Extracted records
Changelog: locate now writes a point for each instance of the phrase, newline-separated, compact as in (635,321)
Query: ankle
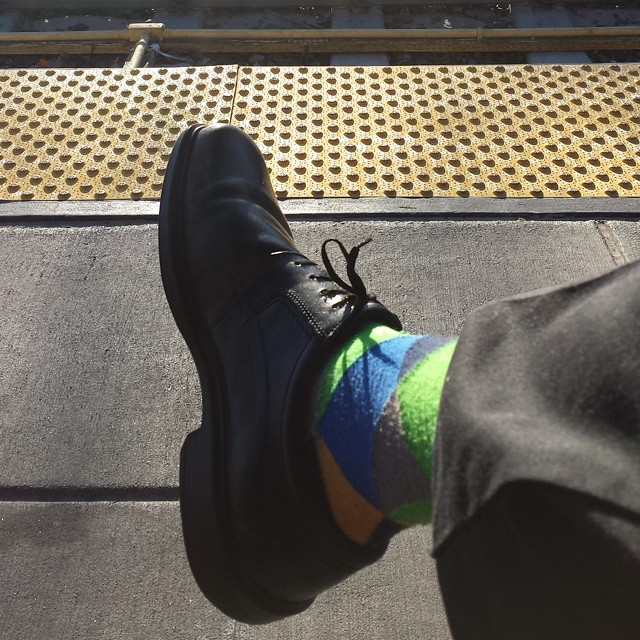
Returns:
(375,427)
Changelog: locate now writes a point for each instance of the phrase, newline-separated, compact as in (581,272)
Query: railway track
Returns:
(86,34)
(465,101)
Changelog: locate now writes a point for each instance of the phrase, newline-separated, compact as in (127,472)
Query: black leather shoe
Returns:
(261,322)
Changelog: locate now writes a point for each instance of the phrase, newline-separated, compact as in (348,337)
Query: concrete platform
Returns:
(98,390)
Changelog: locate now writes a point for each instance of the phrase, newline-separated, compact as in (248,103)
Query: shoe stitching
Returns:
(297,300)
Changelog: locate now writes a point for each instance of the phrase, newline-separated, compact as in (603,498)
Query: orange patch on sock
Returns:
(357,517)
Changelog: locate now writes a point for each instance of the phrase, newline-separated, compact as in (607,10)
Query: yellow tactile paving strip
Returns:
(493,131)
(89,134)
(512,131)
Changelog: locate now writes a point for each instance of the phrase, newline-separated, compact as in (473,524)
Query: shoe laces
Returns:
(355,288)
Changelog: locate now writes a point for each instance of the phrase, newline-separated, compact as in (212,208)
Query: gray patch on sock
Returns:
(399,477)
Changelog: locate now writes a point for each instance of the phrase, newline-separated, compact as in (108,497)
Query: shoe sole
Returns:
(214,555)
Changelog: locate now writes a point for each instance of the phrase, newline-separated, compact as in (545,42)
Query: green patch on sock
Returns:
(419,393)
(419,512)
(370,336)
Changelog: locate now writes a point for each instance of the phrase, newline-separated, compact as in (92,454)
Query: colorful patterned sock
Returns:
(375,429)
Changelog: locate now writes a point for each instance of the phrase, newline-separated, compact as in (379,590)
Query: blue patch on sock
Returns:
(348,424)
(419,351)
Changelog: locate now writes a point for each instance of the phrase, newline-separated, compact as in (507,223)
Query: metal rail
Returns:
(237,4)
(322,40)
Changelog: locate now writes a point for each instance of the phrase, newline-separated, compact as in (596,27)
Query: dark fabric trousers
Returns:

Task to complete
Every entry above needs to be retyped exactly; drop the pictures.

Exercise response
Changelog: locate now writes a point for each instance of the phrase, newline-separated, compact as in (635,321)
Query: ankle
Returns:
(375,427)
Changelog: locate now writes a point for each instance of the phrase, newline-separated, compact as in (581,272)
Query: railway track
Returns:
(86,34)
(465,101)
Changelog: locate now writes a point for each instance of the phrase, newline-separated, compact as in (127,472)
Query: black leather shoe
Returns:
(261,322)
Changelog: locate now writes a point for each instance of the phrase, newline-separated, compact as in (348,337)
Query: concrete platform
Returns:
(98,390)
Changelog: locate now writes a point for each instance of the phrase, newline-separated, compact as in (248,103)
Query: shoe stitching
Returns:
(297,300)
Changelog: locate now writes a point for each instance of the phrase, newline-separated, compact as in (603,498)
Query: orange patch on sock
Returns:
(357,517)
Changelog: locate now writes a point for each instance of the phrase, newline-separated, compact as in (607,10)
Query: yellow tactile paving strip
Returns:
(493,131)
(89,134)
(512,131)
Changelog: locate now writes a point for each instance of the phrase, newline-separated, compact as in (473,524)
Query: shoe laces
Returns:
(355,288)
Changelog: locate now writes a point for each instance of the phrase, newline-separated, compact as in (212,208)
Query: gray patch on sock
Returns:
(399,477)
Changelog: locate now writes a point for each instance of the phrase, newline-separated, compact as in (108,497)
Query: shoe sole
Returns:
(214,555)
Changelog: locate now writes a point for each instance of the phrase, newline-separated, compact as in (545,42)
Query: green patch on sock
Returns:
(419,393)
(419,512)
(370,336)
Changelog: locate now writes a point for each instance of the phrase, newline-separated, compact as in (92,454)
Query: colorful patterned sock
Returns:
(375,429)
Changelog: locate now writes a point for each instance of the phrase, newline-separated, compact as in (379,590)
Query: blue patch on sock
Returns:
(348,424)
(419,351)
Changelog: locate now writes a point for each instance of the phrase, newline-separated, compact as in (507,223)
Query: metal rail
Returns:
(237,4)
(322,40)
Changelog: locate now writes a point for each instance of the phrase, newline-separated, compact as in (596,27)
Query: dark fabric trousers
Returns:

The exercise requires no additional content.